Passage shown
▽

In December 2018, The New York Times published an infamous interview with celebrated author Alice Walker. In it, she recommended an unhinged anti-Semitic book by prominent conspiracy theorist David Icke. Among other exploits, the book Walker called “a curious person’s dream come true” cited The Protocols of the Elders of Zion, claimed that the Jews bankrolled their own Holocaust, and asserted that Jewish organizations control the KKK.
As I reported at the time, Walker’s anti-Semitism predated this ill-fated interview with the Times, which should have known better than to give her an uncritical platform. She had been promoting Icke’s work on her website for years, and had even published a cartoonishly anti-Semitic poem titled, “It Is Our (Frightful) Duty to Study the Talmud,” where she blamed the world’s ills on the ancient Aramaic compendium, which she claimed to have learned about from YouTube.
This past week, YouTube and Facebook banned Walker’s anti-Semitic guru Icke from their platforms, after he claimed that the coronavirus was created by the Jewish Rothschild banking dynasty and that Israel was using the pandemic to “test its technology.”

△

Data listing
▽

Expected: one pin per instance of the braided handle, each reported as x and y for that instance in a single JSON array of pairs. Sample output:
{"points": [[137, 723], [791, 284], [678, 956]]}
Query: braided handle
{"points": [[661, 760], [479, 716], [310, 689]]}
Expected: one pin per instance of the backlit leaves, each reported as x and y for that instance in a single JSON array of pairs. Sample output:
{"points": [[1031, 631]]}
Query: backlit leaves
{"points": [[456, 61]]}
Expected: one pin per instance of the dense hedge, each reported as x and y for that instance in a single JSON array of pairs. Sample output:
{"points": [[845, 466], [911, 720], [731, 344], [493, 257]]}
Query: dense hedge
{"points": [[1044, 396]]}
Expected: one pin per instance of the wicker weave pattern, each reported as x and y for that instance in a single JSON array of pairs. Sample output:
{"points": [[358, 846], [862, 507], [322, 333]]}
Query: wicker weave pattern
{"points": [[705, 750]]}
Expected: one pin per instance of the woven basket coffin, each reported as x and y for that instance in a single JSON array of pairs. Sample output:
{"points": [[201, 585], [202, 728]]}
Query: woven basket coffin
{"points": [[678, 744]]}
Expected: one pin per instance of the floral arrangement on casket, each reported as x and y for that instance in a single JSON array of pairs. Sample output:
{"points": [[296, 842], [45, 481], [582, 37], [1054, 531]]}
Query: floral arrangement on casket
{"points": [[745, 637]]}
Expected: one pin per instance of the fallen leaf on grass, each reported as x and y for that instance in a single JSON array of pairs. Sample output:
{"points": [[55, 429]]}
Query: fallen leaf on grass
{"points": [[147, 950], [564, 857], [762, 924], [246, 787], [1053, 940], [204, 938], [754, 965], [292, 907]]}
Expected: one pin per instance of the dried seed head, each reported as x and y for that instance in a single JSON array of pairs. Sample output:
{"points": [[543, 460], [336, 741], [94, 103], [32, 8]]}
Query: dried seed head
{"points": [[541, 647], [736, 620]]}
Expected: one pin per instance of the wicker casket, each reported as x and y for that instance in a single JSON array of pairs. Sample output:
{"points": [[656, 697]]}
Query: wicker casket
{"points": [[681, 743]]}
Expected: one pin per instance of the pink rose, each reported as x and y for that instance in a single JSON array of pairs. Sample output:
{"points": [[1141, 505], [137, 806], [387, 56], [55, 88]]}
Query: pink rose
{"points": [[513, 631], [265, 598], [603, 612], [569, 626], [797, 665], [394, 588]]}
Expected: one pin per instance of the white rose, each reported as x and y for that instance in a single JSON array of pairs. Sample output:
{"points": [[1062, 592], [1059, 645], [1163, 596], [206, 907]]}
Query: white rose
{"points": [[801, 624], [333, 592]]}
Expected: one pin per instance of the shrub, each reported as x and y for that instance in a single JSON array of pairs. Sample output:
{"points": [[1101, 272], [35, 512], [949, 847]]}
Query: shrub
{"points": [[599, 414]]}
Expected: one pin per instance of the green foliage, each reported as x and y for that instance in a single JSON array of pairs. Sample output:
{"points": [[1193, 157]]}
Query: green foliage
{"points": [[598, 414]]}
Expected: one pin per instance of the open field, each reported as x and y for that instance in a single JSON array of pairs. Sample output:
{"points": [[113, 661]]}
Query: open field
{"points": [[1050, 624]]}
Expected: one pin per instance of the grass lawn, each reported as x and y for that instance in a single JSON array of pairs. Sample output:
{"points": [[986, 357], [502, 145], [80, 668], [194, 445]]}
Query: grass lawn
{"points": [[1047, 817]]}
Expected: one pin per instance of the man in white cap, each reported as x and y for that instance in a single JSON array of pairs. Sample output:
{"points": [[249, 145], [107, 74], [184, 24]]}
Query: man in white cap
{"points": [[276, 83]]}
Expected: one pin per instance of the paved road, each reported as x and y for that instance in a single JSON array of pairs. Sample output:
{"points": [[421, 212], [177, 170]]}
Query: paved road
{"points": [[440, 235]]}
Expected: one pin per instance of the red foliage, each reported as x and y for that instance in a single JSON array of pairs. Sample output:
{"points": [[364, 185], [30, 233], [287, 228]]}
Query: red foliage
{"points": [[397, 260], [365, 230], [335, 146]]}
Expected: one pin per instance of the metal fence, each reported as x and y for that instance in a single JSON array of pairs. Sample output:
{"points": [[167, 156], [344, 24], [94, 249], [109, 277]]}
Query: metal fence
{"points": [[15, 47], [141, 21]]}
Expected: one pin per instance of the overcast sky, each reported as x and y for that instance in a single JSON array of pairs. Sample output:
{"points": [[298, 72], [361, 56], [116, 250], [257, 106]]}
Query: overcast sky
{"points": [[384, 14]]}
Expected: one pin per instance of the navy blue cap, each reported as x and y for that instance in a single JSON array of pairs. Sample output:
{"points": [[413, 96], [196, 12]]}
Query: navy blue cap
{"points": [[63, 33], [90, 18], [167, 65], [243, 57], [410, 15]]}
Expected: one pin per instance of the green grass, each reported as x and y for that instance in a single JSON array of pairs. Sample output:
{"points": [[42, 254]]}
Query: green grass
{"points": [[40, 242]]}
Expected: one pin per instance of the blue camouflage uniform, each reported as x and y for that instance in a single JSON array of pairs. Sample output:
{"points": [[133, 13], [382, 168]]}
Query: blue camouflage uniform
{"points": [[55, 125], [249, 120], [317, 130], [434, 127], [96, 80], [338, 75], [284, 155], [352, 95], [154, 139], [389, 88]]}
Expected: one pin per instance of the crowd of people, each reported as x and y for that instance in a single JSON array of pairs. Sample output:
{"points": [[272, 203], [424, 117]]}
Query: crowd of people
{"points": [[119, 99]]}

△
▽

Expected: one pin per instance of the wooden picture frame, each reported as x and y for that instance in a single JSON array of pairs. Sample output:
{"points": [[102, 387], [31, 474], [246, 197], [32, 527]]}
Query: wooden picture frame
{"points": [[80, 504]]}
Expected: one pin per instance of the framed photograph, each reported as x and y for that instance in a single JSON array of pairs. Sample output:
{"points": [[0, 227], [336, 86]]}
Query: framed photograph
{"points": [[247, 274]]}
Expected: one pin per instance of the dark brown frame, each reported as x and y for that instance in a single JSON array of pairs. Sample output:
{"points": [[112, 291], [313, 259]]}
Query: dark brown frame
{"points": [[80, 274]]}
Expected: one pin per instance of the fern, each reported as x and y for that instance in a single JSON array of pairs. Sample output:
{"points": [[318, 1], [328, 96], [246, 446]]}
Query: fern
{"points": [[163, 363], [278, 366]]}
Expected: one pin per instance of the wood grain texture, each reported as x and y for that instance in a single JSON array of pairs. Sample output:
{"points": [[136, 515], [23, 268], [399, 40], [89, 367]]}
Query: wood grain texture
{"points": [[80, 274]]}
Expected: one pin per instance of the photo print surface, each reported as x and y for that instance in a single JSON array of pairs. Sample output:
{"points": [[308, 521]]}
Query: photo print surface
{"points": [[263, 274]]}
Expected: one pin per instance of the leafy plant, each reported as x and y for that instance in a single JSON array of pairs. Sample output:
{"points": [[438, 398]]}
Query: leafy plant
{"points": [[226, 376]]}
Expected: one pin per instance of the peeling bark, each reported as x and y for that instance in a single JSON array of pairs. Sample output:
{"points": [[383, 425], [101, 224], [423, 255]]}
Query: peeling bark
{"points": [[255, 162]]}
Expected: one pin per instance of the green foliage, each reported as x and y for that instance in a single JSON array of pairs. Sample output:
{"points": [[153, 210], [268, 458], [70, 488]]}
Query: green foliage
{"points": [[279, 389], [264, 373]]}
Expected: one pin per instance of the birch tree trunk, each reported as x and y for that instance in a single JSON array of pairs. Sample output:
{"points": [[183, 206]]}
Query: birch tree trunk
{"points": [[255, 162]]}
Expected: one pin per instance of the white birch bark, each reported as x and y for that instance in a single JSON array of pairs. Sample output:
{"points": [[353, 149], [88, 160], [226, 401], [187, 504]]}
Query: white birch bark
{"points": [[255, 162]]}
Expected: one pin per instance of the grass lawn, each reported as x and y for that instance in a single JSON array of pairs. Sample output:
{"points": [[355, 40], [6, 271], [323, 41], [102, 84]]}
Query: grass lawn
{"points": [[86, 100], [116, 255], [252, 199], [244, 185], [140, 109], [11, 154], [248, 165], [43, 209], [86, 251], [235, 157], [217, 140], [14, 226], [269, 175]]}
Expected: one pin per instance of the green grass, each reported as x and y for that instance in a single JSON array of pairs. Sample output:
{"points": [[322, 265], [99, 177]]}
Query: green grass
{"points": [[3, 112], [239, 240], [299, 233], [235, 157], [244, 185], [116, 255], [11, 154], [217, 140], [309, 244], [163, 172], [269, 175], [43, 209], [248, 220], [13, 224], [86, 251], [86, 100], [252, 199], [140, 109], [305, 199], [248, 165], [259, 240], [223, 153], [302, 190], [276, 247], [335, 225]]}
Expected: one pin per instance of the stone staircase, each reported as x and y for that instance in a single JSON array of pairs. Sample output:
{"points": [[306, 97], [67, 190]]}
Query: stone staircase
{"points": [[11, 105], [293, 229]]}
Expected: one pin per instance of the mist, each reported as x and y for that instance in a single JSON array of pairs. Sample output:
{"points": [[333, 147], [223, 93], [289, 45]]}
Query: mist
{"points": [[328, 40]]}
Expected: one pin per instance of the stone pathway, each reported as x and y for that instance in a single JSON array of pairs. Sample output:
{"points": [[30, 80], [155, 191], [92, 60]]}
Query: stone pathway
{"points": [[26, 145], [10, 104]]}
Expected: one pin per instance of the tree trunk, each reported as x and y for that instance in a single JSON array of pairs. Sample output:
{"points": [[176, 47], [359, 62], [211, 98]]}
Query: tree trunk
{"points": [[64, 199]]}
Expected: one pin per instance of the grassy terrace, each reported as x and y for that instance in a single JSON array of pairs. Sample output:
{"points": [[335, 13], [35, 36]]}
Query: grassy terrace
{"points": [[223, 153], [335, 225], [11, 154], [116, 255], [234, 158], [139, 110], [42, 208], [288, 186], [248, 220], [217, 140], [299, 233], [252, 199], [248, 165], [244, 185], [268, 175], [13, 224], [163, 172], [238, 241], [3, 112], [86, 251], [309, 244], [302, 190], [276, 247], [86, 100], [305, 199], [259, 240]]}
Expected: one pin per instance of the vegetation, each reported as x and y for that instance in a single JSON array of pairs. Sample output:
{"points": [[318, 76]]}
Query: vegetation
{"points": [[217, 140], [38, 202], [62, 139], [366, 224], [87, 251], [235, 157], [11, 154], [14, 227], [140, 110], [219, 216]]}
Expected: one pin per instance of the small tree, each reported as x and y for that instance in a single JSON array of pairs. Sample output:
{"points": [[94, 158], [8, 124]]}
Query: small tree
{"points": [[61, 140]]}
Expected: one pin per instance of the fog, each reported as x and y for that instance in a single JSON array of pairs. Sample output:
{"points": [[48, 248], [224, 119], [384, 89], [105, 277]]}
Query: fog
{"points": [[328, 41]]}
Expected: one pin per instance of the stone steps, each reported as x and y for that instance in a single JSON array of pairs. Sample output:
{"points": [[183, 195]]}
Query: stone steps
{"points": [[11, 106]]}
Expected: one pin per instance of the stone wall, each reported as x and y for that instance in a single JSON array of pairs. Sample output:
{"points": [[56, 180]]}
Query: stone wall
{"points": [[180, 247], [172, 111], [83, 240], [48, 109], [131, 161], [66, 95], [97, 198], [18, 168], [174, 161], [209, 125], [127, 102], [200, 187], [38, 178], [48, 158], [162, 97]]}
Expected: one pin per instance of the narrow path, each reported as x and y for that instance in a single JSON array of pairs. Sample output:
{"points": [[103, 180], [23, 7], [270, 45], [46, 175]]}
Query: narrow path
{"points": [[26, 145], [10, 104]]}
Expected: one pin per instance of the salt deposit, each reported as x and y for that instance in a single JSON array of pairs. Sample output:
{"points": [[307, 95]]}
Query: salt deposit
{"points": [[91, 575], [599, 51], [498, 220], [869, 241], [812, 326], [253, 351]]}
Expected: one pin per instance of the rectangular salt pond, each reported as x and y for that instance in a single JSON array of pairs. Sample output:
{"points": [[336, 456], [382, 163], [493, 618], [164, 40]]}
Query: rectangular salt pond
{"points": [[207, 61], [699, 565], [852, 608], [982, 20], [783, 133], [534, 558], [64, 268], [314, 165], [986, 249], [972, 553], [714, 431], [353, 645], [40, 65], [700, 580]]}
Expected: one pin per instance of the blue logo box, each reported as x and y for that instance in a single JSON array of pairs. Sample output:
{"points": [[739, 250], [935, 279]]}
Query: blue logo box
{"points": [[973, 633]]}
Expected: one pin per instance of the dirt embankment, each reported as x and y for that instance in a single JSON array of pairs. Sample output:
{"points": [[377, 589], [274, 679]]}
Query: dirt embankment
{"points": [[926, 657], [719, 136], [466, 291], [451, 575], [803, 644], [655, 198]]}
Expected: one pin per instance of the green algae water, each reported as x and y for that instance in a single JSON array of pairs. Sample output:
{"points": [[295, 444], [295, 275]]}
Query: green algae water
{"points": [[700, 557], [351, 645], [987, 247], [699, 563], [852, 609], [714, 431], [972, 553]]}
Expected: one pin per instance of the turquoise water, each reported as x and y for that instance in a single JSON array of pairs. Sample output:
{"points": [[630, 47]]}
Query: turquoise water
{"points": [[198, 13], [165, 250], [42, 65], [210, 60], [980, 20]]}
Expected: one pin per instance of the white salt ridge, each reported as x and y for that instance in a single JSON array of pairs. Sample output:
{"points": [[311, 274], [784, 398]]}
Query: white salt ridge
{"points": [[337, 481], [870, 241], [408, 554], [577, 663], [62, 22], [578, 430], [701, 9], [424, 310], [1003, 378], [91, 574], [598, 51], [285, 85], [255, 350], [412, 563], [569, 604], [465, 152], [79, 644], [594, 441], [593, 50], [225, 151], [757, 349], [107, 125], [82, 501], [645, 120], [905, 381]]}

△

Work to be completed
Can you reproduce, word for word, the stretch of the Alice Walker passage from "As I reported" through "about from YouTube."?

Response below
As I reported at the time, Walker’s anti-Semitism predated this ill-fated interview with the Times, which should have known better than to give her an uncritical platform. She had been promoting Icke’s work on her website for years, and had even published a cartoonishly anti-Semitic poem titled, “It Is Our (Frightful) Duty to Study the Talmud,” where she blamed the world’s ills on the ancient Aramaic compendium, which she claimed to have learned about from YouTube.